With the pictures left out, restate every entry word for word.

Recorded data:
BEGIN

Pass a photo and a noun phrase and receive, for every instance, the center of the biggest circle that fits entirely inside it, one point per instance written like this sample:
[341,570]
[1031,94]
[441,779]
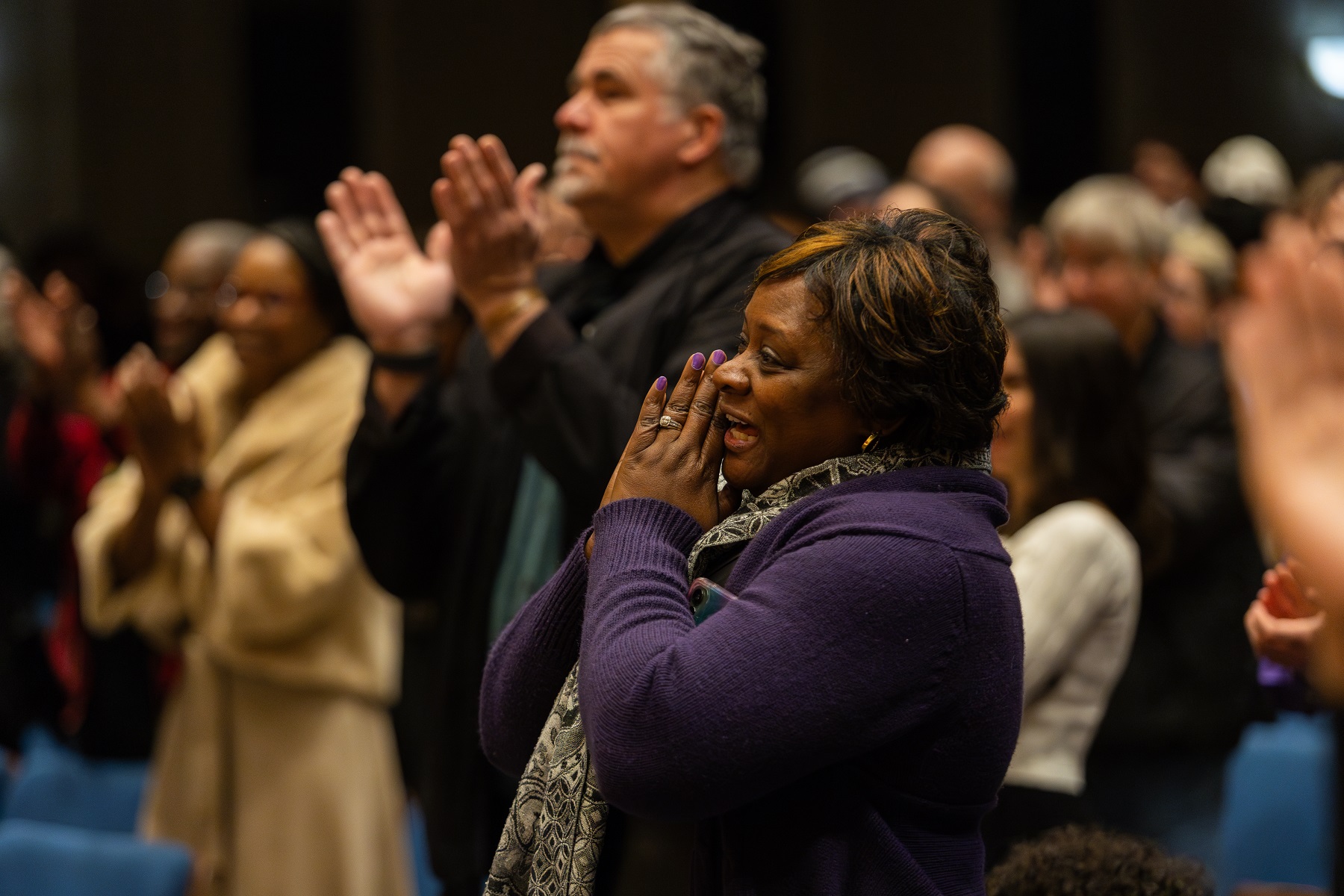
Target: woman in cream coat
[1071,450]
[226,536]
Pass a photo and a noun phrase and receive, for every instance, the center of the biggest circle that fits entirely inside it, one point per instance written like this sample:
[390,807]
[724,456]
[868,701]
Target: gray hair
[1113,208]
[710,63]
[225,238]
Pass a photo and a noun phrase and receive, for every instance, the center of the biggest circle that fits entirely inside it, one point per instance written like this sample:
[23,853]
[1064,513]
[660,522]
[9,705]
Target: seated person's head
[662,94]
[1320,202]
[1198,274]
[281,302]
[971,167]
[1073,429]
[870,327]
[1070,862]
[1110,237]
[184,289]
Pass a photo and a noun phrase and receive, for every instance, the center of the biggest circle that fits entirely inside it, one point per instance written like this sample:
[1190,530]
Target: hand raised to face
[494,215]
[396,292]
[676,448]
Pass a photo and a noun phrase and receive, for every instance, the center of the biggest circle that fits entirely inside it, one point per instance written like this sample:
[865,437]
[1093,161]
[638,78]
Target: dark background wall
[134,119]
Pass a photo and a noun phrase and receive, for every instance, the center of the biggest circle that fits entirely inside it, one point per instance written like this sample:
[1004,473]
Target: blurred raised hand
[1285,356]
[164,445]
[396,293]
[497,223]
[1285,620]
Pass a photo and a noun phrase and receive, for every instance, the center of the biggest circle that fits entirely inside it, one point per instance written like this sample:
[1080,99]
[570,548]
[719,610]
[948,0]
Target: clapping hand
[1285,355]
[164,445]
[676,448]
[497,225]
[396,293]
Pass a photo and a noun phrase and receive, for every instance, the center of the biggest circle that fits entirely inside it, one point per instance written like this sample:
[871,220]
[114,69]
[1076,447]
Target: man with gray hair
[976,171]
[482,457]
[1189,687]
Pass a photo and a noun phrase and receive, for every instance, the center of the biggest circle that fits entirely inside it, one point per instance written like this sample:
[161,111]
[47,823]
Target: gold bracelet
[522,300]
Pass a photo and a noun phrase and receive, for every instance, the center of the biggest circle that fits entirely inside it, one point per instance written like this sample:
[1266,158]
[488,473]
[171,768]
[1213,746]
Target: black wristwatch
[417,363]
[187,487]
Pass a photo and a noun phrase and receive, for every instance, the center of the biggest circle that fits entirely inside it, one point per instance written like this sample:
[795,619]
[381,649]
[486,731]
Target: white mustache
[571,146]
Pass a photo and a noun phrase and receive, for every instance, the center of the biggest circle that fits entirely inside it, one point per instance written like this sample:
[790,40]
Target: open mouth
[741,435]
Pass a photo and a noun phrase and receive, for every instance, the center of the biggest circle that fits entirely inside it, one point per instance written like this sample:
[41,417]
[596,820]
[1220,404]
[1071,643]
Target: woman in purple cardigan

END

### Answer area
Pass a photo and a noun phrase and receive, for every instance, the center of the biggest circle that fits entirely inside it, one point per instance written like this sample:
[341,570]
[1031,94]
[441,779]
Target: woman in cream coat
[1071,450]
[226,536]
Pass a photo and a noun phrase and receive, for every instance, the center of the biggest circle that fits entirely inside it, one point per instance written like this sample:
[390,807]
[724,456]
[868,701]
Target: gray hair
[1113,208]
[710,63]
[225,238]
Pass a photo and a noun phrase and receive, for every instance, the center of the biggest circle that fits entirely inside it, one point per instance written like this sample:
[23,853]
[1064,513]
[660,522]
[9,705]
Target: seated person's head
[662,94]
[1320,202]
[1198,274]
[281,302]
[971,167]
[1073,429]
[870,327]
[1070,862]
[1110,237]
[184,289]
Pass a photo and a noun phrase and receive, for every instance, the center of the biggest circle that fits entirely inside it, one point per instance written like this sample:
[1190,530]
Target: hand raised to face
[494,215]
[396,292]
[676,448]
Pass a photo and a noun phrase and receive, for every instance, the center of the biggest circle that fits entirely inside it, one point per instance written like this sample:
[865,437]
[1093,161]
[638,78]
Target: dark background wall
[134,119]
Pass a photo and a noun phrase and receive, for every instance, the center of the biggest circle that fits entirely inside it, one point per instance written like this sample:
[1004,473]
Target: blurred raised hand
[1285,356]
[164,445]
[396,293]
[497,223]
[1285,620]
Pass a photo and a noun phrase and receive, for every instance, the center of the biggest circle that fits entirely inside it, one point per instance written like this sample:
[1080,99]
[570,548]
[719,610]
[948,0]
Target: clapping hand
[1285,355]
[164,445]
[676,448]
[497,225]
[396,293]
Pass a photo and a noun phrase and receive, for every instance, the center of the biggest circle that fits entirely inside it, one point per instance written like this sample:
[871,220]
[114,69]
[1076,447]
Target: man with gray hair
[976,171]
[482,457]
[1189,687]
Pass a photo and a noun phrase and receive, for every instance, the center of the biggest circle that fits entirely inside it, one point per instance written like this sample:
[161,111]
[47,823]
Target: gold bracelet
[522,300]
Pass a photo and a noun phrase and receive, for every instance, the center of the biggest circle that fits entirely inside it, one point per instance written like this sample:
[1266,158]
[488,473]
[171,768]
[1213,746]
Target: black wristwatch
[417,363]
[187,487]
Pass a photo and a noun phrase and receive, for every instance, the center of the biggest circle that fits entirely inside it, one point per instance written like this sample:
[795,619]
[381,649]
[486,731]
Target: white mustache
[571,146]
Pass a photo and a noun phrase and receive, for every instance, the center of the biggest circle that fits entirely inside it, one point per instance written like this sample:
[790,40]
Target: open mouth
[741,435]
Pass a photo and a noun phrase and receive, for every instance, the center of the biggest circle that fits entirely inside it, one point per instance written like this sample:
[41,417]
[596,820]
[1220,404]
[1071,643]
Target: woman in purple cardigan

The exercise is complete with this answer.